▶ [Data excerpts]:

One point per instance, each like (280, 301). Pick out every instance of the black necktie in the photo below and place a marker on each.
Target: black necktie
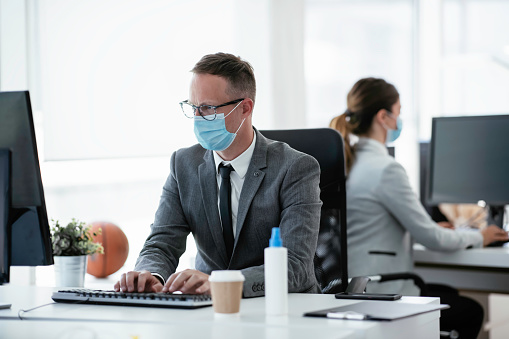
(225, 209)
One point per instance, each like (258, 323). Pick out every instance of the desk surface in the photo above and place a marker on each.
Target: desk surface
(148, 322)
(477, 269)
(488, 257)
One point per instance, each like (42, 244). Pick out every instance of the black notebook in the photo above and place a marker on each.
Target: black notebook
(376, 310)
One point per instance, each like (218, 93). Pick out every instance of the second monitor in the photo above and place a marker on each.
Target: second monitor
(469, 162)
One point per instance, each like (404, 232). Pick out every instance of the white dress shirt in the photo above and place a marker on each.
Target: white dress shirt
(240, 165)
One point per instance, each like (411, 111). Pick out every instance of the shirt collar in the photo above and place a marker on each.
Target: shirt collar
(369, 144)
(240, 163)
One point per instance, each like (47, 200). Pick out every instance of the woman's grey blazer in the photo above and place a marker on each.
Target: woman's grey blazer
(384, 215)
(281, 188)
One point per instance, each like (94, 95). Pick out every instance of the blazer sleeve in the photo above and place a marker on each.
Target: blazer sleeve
(167, 239)
(396, 194)
(299, 226)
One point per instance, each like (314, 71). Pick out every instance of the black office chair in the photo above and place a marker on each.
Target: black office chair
(327, 147)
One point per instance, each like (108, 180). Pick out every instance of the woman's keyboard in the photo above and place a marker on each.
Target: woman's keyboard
(169, 300)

▶ [Your objective]: When you output the entries, keep each line exactly as it is and leave out any pictures.

▶ [Response to the task]:
One point per instance, each like (280, 301). Pick out every instance of the black necktie in the photo below and place a marker on each.
Target: black necktie
(225, 209)
One point per instance, each like (258, 323). Pick out every instance of the desk surface in the photo above and place a marker on each.
Target: desk surface
(148, 322)
(477, 269)
(488, 257)
One point per instance, each like (42, 244). Pick out every instance of the black notebook in the photo above and place a marker on each.
Target: black notebook
(376, 310)
One point per instance, each like (218, 93). Pick out every instance of the second monitor in the photo above and place a marker on each.
Target: second monitor
(469, 162)
One point per instance, each like (404, 232). Pick out every instance of the white dress shirt in the photo above and place a marker on each.
Target: white dress shirt
(240, 165)
One point per instance, each like (411, 111). Pick out every instance of the shirt collar in the photo above and place a marker on each.
Target: shirt collar
(369, 144)
(240, 163)
One point per instance, each like (47, 200). Pick out every instance of the woman's grey blazer in the photo above and place a marker on each.
Target: woman's grey blazer
(384, 215)
(281, 188)
One point per instance, each like (94, 95). Pick out every instance of the blazer sleeve in the photo above and place a marker on each.
Target: blazer sleeve
(167, 239)
(396, 194)
(299, 226)
One point per instance, each like (314, 71). Pick out every instance of the black office chair in the photo above and place a marker on each.
Target: black office chair
(327, 147)
One point per instance, each like (108, 180). Pick out every instance of the woman's keyboard in the photo above and place a marker on each.
Target: woman's keyboard
(169, 300)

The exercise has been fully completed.